Written request → Output only the lines that run from the line holding "Detect green stem." to the end of the entries, both ends included, and skip the pictures.

begin Records shown

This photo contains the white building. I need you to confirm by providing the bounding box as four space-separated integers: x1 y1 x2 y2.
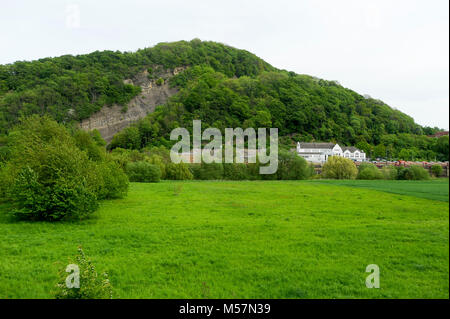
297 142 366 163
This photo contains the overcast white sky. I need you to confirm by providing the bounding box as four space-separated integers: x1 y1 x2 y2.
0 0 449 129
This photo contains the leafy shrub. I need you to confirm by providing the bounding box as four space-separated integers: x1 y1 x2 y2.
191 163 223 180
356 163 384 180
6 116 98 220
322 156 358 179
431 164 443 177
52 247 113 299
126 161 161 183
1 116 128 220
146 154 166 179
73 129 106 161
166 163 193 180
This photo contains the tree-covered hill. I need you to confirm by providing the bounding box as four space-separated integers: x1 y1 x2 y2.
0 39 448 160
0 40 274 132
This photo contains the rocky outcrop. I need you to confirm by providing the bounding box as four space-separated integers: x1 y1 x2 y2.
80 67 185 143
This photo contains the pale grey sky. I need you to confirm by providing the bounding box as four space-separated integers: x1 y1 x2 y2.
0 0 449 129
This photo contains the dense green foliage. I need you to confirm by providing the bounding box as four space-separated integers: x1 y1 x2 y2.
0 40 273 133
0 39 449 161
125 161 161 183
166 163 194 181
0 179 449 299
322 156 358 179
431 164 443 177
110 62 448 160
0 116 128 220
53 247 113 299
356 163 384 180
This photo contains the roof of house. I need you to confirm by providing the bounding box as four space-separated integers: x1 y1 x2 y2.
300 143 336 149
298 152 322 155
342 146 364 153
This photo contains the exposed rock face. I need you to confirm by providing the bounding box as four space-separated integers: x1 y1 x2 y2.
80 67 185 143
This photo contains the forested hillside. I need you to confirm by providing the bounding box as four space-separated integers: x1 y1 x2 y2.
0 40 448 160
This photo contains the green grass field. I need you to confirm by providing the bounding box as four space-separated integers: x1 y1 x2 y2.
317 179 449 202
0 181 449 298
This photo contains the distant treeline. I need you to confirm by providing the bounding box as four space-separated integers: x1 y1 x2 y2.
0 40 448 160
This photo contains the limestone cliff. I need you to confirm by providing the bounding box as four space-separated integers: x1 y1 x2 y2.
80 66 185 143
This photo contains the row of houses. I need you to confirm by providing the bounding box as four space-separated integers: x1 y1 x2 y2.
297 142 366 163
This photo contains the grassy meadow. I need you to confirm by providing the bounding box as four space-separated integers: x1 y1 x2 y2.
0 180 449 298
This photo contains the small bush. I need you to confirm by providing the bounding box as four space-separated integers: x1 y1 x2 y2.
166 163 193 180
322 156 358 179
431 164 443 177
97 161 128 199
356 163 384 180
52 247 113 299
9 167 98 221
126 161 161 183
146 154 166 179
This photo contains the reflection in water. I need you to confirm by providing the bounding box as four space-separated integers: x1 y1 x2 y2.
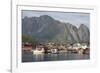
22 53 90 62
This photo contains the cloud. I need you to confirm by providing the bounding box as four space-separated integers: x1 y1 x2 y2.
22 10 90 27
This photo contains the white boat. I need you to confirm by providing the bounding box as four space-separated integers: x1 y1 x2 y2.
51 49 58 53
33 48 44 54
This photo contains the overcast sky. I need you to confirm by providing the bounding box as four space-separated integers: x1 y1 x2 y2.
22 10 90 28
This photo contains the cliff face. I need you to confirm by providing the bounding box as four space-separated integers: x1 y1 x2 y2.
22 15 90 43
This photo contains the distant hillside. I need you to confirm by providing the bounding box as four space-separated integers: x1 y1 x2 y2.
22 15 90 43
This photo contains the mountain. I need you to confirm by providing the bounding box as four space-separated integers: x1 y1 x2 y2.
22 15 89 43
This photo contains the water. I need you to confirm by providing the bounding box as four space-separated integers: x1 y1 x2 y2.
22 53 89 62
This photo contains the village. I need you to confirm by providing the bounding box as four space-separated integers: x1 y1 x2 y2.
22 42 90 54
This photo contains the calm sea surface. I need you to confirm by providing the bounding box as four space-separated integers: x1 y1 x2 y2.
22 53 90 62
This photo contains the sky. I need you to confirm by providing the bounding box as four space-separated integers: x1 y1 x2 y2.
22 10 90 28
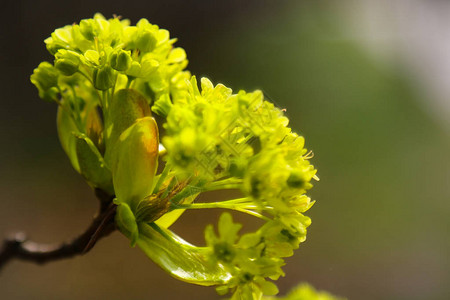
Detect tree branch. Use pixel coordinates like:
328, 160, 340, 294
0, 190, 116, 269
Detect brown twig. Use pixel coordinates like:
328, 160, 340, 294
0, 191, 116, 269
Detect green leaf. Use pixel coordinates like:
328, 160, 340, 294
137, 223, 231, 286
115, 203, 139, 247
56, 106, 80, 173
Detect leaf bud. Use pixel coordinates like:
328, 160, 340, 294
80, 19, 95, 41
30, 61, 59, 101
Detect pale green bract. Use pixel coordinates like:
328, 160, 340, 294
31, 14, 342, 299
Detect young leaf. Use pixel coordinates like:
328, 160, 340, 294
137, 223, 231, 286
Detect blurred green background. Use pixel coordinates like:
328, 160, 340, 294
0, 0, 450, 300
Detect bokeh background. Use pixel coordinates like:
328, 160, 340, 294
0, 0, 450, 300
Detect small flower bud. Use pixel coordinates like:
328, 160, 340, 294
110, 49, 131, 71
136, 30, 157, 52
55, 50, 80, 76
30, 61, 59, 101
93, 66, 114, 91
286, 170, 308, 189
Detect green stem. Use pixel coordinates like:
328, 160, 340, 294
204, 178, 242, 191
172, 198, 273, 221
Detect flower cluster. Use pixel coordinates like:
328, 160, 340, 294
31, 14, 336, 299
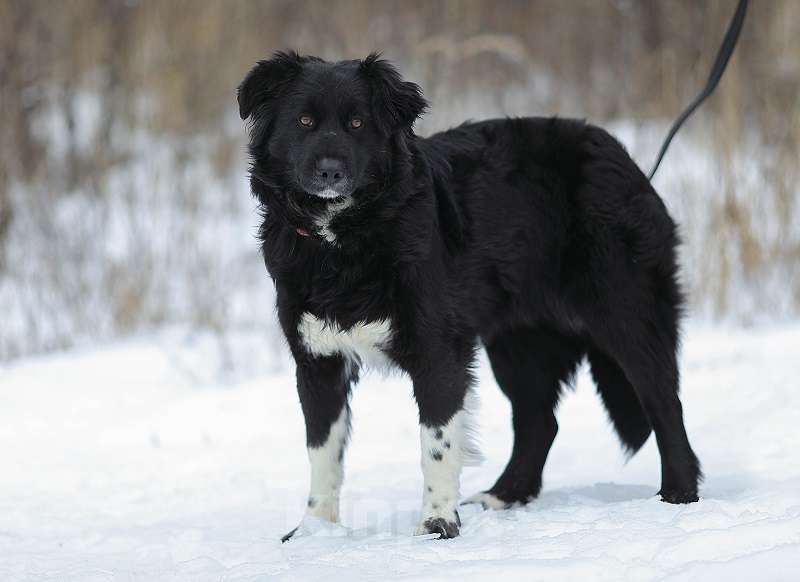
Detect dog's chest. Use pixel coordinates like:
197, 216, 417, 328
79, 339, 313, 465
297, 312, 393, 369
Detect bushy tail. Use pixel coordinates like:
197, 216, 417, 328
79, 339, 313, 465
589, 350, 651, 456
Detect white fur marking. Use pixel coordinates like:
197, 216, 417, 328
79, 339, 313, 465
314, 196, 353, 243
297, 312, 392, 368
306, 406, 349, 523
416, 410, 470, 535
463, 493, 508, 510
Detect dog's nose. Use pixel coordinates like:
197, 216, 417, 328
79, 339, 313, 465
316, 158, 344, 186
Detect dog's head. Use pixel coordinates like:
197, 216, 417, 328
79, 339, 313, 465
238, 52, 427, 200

end Records shown

Output of the task →
Detect green stem. Use pixel coordinates like:
328, 160, 340, 294
204, 178, 242, 191
172, 198, 273, 221
Detect flower cluster. Use pixel coordinates like:
328, 160, 340, 294
31, 14, 336, 299
Detect dog's chest. Use pixel coordinates like:
197, 216, 417, 328
79, 339, 313, 465
297, 312, 393, 369
Detect bushy tail. Use pixel coordinates like:
197, 216, 417, 328
79, 339, 313, 465
589, 350, 651, 456
Detect white fur marking. Use pixel coordinates like:
197, 216, 417, 328
79, 339, 313, 465
314, 196, 353, 243
297, 312, 392, 368
306, 406, 349, 523
416, 410, 470, 535
463, 493, 508, 510
Detect dog's nose. Use pixel coordinates like:
197, 216, 417, 328
79, 339, 313, 465
316, 158, 344, 186
Detect dog's head. Use pixel coordinates like:
197, 216, 417, 328
79, 339, 313, 465
238, 52, 427, 200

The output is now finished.